* SUPPLIED DATA:
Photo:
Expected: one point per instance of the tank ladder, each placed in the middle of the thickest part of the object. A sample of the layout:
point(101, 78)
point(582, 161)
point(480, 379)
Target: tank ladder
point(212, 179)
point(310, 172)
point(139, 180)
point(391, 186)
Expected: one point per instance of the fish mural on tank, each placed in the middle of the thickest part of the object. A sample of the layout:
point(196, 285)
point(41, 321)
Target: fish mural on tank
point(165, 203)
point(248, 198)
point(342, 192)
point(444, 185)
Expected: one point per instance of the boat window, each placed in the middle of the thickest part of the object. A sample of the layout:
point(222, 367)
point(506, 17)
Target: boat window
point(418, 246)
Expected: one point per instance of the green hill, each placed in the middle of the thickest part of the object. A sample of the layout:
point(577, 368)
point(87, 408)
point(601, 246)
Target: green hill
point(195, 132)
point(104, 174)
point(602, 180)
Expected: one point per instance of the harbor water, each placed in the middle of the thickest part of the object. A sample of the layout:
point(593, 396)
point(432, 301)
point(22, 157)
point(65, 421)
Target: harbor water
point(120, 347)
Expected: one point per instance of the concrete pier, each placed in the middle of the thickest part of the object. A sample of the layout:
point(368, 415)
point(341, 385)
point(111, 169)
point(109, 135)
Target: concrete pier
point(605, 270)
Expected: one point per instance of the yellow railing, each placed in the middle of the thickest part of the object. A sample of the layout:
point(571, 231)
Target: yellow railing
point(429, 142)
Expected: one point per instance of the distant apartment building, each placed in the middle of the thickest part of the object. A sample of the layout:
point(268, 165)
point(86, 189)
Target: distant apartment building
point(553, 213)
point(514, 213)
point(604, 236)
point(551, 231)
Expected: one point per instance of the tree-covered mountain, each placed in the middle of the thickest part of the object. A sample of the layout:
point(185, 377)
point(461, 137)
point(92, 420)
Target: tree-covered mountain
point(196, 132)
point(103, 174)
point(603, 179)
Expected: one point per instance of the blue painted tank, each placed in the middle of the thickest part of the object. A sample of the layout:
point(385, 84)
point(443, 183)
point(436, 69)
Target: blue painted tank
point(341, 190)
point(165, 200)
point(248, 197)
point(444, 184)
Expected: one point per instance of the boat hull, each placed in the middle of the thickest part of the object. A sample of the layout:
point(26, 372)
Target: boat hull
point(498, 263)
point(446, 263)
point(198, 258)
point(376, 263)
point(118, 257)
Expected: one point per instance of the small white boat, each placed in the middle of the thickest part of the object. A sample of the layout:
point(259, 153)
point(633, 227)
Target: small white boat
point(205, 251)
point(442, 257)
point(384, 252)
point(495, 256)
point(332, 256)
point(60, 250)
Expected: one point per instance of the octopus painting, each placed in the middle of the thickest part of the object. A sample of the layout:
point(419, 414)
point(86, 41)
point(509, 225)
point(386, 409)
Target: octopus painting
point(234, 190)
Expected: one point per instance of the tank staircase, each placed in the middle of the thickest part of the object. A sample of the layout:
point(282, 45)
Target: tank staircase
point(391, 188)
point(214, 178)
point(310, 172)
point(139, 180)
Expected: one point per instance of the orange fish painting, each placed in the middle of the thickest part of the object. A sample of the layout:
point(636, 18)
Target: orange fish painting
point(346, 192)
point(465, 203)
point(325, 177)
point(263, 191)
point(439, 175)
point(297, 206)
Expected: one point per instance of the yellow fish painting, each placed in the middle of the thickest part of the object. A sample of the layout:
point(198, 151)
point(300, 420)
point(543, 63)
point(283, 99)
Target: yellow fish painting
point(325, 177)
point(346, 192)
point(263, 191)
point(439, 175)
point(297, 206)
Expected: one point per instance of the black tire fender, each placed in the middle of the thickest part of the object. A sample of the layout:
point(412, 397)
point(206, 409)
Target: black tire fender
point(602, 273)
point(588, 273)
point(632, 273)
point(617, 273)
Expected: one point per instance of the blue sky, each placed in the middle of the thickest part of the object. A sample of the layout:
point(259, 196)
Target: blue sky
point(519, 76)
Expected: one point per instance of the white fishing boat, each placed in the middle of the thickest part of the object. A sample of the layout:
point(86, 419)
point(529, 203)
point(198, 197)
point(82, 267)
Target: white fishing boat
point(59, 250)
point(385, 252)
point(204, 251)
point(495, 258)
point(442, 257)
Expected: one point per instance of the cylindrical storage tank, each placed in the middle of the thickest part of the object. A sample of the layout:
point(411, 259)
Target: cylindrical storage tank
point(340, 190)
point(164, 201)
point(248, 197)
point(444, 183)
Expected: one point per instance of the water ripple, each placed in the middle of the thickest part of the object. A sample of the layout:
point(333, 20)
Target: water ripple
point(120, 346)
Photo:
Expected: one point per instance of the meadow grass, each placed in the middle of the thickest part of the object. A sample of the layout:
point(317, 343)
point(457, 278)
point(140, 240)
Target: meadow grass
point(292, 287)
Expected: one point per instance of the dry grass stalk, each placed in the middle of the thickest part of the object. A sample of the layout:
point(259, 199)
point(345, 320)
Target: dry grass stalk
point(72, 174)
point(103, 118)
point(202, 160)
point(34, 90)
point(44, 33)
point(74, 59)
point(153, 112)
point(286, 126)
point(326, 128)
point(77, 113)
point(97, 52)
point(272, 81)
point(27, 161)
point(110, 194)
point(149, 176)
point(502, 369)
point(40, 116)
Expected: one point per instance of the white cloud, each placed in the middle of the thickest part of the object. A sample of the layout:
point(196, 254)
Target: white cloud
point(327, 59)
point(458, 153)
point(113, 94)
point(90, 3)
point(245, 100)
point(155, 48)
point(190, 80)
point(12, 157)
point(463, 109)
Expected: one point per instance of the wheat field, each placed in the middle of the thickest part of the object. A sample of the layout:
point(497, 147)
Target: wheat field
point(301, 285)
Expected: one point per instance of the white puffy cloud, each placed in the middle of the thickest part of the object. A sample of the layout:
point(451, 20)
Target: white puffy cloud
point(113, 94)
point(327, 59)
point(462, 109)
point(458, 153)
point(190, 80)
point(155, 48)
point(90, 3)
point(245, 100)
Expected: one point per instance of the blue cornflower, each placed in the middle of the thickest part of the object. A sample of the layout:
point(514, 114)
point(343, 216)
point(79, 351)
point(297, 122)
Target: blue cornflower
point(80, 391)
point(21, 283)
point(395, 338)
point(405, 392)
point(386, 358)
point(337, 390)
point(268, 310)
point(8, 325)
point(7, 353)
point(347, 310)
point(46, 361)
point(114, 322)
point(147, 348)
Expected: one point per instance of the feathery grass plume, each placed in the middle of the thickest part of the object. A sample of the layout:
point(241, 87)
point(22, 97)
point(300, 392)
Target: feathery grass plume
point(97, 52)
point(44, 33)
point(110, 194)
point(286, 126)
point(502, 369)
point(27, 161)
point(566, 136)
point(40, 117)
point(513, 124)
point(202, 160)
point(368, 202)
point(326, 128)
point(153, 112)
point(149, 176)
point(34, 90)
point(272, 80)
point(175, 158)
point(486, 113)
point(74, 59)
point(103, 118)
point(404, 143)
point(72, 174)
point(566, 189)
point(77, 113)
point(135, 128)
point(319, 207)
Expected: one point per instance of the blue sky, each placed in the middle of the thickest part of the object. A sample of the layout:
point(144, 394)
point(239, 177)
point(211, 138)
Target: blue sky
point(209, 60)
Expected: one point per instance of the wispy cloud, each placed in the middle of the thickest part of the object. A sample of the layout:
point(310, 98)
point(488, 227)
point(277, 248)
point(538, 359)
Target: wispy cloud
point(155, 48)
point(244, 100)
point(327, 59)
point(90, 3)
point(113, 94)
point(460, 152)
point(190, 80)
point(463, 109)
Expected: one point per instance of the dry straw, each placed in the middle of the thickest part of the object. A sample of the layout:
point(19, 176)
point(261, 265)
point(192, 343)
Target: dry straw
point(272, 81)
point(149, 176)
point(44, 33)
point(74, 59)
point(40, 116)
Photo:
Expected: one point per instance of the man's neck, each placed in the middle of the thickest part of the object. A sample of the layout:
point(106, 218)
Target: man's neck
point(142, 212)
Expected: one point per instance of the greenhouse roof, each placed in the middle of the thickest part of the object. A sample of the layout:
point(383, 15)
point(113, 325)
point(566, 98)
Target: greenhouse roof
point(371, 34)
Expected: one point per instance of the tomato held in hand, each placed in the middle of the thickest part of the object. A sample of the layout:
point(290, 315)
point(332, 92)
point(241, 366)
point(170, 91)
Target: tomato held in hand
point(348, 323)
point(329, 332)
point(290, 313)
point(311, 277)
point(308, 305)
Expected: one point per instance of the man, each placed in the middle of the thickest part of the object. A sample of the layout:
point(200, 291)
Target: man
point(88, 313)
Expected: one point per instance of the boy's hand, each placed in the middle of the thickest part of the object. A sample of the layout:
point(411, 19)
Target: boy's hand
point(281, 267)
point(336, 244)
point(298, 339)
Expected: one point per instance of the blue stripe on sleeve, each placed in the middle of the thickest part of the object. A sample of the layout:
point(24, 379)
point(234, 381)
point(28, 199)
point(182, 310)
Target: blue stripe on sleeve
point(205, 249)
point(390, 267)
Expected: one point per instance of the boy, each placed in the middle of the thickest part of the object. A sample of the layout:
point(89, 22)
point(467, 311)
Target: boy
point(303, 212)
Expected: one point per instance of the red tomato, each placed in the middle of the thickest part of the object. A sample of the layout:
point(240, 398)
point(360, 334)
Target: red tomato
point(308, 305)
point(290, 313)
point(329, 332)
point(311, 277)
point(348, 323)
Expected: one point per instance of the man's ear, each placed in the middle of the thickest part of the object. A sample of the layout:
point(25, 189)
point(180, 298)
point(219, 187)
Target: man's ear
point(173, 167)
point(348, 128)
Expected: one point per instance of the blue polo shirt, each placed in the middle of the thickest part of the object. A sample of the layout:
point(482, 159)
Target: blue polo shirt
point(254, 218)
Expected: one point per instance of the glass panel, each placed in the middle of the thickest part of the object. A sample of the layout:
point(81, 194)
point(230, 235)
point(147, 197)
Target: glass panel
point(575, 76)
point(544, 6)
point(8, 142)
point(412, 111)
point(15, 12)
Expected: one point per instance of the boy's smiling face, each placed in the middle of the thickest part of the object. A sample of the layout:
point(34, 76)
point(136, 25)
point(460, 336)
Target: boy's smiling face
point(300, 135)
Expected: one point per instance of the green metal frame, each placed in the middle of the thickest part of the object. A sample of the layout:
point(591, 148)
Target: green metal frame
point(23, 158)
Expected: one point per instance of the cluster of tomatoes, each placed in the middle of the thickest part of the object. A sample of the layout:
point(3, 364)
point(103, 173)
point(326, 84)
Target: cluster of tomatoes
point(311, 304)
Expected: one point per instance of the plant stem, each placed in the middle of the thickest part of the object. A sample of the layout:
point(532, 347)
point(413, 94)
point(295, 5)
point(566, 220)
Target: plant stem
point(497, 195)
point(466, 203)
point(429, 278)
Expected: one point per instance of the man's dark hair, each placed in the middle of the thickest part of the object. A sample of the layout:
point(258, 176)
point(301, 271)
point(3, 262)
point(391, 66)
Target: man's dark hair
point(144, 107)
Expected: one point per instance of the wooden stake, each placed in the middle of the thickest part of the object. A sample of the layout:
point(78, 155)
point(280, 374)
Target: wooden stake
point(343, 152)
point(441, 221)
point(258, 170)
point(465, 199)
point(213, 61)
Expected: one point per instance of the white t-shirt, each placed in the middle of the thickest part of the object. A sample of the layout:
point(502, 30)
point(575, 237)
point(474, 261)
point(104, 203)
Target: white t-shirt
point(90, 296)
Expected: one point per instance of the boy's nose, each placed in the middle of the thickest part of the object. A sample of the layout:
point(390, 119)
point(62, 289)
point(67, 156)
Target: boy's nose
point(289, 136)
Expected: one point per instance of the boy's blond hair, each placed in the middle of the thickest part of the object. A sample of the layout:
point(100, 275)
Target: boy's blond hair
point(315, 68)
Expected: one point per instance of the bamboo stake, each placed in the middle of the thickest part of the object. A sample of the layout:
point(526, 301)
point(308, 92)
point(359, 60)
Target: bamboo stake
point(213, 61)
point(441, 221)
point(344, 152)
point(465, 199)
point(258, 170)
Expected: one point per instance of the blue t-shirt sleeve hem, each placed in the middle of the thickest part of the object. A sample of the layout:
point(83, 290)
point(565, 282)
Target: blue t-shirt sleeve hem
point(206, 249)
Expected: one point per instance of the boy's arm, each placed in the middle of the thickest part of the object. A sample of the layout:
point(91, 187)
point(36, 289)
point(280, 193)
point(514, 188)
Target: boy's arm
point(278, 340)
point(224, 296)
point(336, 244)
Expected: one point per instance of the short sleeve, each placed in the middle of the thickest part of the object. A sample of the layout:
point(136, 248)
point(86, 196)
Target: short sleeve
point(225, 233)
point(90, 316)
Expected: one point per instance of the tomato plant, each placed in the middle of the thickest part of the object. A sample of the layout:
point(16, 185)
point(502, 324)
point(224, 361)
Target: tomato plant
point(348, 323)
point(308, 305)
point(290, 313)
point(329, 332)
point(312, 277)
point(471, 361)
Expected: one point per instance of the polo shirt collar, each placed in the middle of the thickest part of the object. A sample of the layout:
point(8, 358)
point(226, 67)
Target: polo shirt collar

* PROBLEM DETAILS:
Could you reproduce, word for word, only the part of the data that starts with the line containing "Expected: one point per instance of the white t-shirt, each" and goes on through the line containing "point(289, 136)"?

* RESPONSE TO THIS TASK:
Expected: one point per instance of the white t-shirt, each placed in the middle of the thickest part of the object. A sample of the layout:
point(502, 30)
point(575, 237)
point(474, 261)
point(104, 203)
Target: white t-shirt
point(90, 296)
Expected: one point per instance of the boy's nose, each placed in the middle of the thickest part of the object. A sample of the layout:
point(390, 119)
point(62, 289)
point(67, 156)
Target: boy's nose
point(289, 136)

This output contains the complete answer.